*Text excerpt*
--*--
Search code examples
pythonxmldataframepysparkdatabricks

How to load XML spreadsheet with jumping column index numbers to Databricks/Pandas dataframe


I'm relatively new in Databricks. I have an XML spreadsheet data as seen below:

<?xml version="1.0" encoding="UTF-8"?>
<Workbook xmlns="urn:schemas-microsoft-com:office:spreadsheet" xmlns:ss="urn:schemas-microsoft-com:office:spreadsheet">
    <Styles>
        <Style ss:ID="s22">
            <NumberFormat ss:Format="General Date"/>
        </Style>
        <Style ss:ID="s63">
            <Alignment ss:Vertical="Bottom" ss:Rotate="90"/>
        </Style>
    </Styles>
    <Worksheet ss:Name="Test data">
        <Table>
            <Row ss:Index="1">
                <Cell ss:Index="1" ss:StyleID="s63">
                    <Data ss:Type="String">ColHeader1</Data>
                </Cell>
                <Cell ss:Index="2" ss:StyleID="s63">
                    <Data ss:Type="String">ColHeader2</Data>
                </Cell>
                <Cell ss:Index="3" ss:StyleID="s63">
                    <Data ss:Type="String">ColHeader3</Data>
                </Cell>
                <Cell ss:Index="4" ss:StyleID="s63">
                    <Data ss:Type="String">ColHeader4</Data>
                </Cell>
                <Cell ss:Index="5" ss:StyleID="s63">
                    <Data ss:Type="String">ColHeader5</Data>
                </Cell>
            </Row>
            <Row ss:Index="2">
                <Cell ss:Index="1">
                    <Data ss:Type="String">Cell_1_1</Data>
                </Cell>
                <Cell ss:Index="2" ss:StyleID="s22">
                    <Data ss:Type="DateTime">2024-04-03T07:22:28.433</Data>
                </Cell>
                <Cell ss:Index="5">
                    <Data ss:Type="String">cell_1_5</Data>
                </Cell>
            </Row>
            <Row ss:Index="3">
                <Cell ss:Index="1">
                    <Data ss:Type="String">cell_2_1</Data>
                </Cell>
                <Cell ss:Index="2" ss:StyleID="s22">
                    <Data ss:Type="DateTime">2024-04-03T07:22:57.670</Data>
                </Cell>
                <Cell ss:Index="3">
                    <Data ss:Type="String">cell_2_3</Data>
                </Cell>
                <Cell ss:Index="4">
                    <Data ss:Type="String">cell_2_4</Data>
                </Cell>
            </Row>
        </Table>
    </Worksheet>
</Workbook>

I would like to load them into Databricks / Pandas dataframe so it looks like this:

|============|=========================|============|============|============|
| ColHeader1 | ColHeader2              | ColHeader3 | ColHeader4 | ColHeader5 |
|============|=========================|============|============|============|
| Cell_1_1   | 2024-04-03T07:22:28.433 |            |            | cell_1_5   |
| cell_2_1   | 2024-04-03T07:22:57.670 | cell_2_3   | cell_2_4   |            |
|============|=========================|============|============|============|

The first "Row" will need to be adopted as the dataframe's column header name, while the subsequent Rows become the data and which column the data needs to be inserted to will be dependent on the index number in each row's Cell.
--*--
*Exercise set*
1 – Answer these questions about the Databricks XML spreadsheet question:
(a) What name does the Worksheet element give to the worksheet?
(b) What number format does the style with ID "s22" specify?
(c) Which row is to serve as the dataframe's column header names?
2 – Continue the question about loading an XML spreadsheet into a Databricks or Pandas dataframe, picking up after its final sentence.

*Material provided*
--*--
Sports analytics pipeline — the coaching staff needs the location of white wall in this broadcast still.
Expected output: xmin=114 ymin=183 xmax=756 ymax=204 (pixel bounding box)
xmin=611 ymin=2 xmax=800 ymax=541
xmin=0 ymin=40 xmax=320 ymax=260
--*--
*Results by task*
1 –
(a) Test data
(b) General Date
(c) The first "Row"

2 –
Would you be able to guide on how best to get this done please?

I tried but the result is like this:

|============|=========================|============|============|============|
| ColHeader1 | ColHeader2              | ColHeader3 | ColHeader4 | ColHeader5 |
|============|=========================|============|============|============|
| Cell_1_1   | 2024-04-03T07:22:28.433 | cell_1_5   |            |            |
| cell_2_1   | 2024-04-03T07:22:57.670 | cell_2_3   | cell_2_4   |            |
|============|=========================|============|============|============|

Thanks in advance.


Solution

  • Without knowing more, I would recommend instead using openpyxl or xlrd to export each sheet in your excel workbook to a csv. You can find an example here

    However, if you need to parse the raw xml, here is one way to achieve it.

    import pandas
    import xml.etree.ElementTree as ET
    
    # Parse the XML string
    root = ET.fromstring(xml_str)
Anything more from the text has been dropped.